> Enunciado da tarefa
Copia por inteiro o texto sobre Ferdi Kadioglu que vem abaixo, sem mudar uma vírgula.

> Excerto do documento
Ferdi lançou-se como um raio para a frente. Foi conduzindo a bola, progredindo com ela, fazendo jus ao estatuto de 12.º jogador do Europeu que, em média, avança mais metros com bola de cada vez que a tem na posse.

Correu, correu, correu. Contrariou o cansaço, a lógica, as leis da física, talvez até a ordem cósmica das coisas. Na sua aventura com a bola, soltou-a para Baris Yilmaz, dando ao companheiro uma hipótese de fazer o 3-1.

Ajudada pelas aventuras de Kadioglu, a Turquia segurou a vantagem. Aquele sprint prévio ao apito final foi quase uma carta de apresentação de Ferdi: um jogador audaz, corajoso, que transporta a bola consigo como se estivesse a ser chicoteado, que defende e ataca, que tem jogado a lateral-esquerdo mas é destro, que finta e interceta bolas. Que é parte turco e parte canadiano, mas nasceu nos Países Baixos.

Parece ter o dom da ubiquidade, estar em várias partes simultaneamente.

Onde jogas? Em todo o lado

Nesta seleção turca, Ferdi Kadioglu joga a lateral ou ala esquerdo. Mas, quando se estreou como sénior, no NEC Nijmegen neerlandês, era médio-ofensivo.

À Tribuna Expresso, İnanç Ergülen, jornalista turco do “Habertürk”, conta que foi Vítor Pereira o primeiro treinador que, no Fenerbahçe, começou a variar a posição do futebolista nascido em 1999. O português apostou em Kadioglu, que é destro, como ala pela esquerda numa defesa de três centrais, função que, segundo Ergülen, foi “cumprida com êxito” por Ferdi.

> Dados fornecidos
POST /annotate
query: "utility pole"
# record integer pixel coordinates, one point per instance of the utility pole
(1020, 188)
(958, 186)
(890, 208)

> Resposta completa
Ferdi lançou-se como um raio para a frente. Foi conduzindo a bola, progredindo com ela, fazendo jus ao estatuto de 12.º jogador do Europeu que, em média, avança mais metros com bola de cada vez que a tem na posse.

Correu, correu, correu. Contrariou o cansaço, a lógica, as leis da física, talvez até a ordem cósmica das coisas. Na sua aventura com a bola, soltou-a para Baris Yilmaz, dando ao companheiro uma hipótese de fazer o 3-1.

Ajudada pelas aventuras de Kadioglu, a Turquia segurou a vantagem. Aquele sprint prévio ao apito final foi quase uma carta de apresentação de Ferdi: um jogador audaz, corajoso, que transporta a bola consigo como se estivesse a ser chicoteado, que defende e ataca, que tem jogado a lateral-esquerdo mas é destro, que finta e interceta bolas. Que é parte turco e parte canadiano, mas nasceu nos Países Baixos.

Parece ter o dom da ubiquidade, estar em várias partes simultaneamente.

Onde jogas? Em todo o lado

Nesta seleção turca, Ferdi Kadioglu joga a lateral ou ala esquerdo. Mas, quando se estreou como sénior, no NEC Nijmegen neerlandês, era médio-ofensivo.

À Tribuna Expresso, İnanç Ergülen, jornalista turco do “Habertürk”, conta que foi Vítor Pereira o primeiro treinador que, no Fenerbahçe, começou a variar a posição do futebolista nascido em 1999. O português apostou em Kadioglu, que é destro, como ala pela esquerda numa defesa de três centrais, função que, segundo Ergülen, foi “cumprida com êxito” por Ferdi.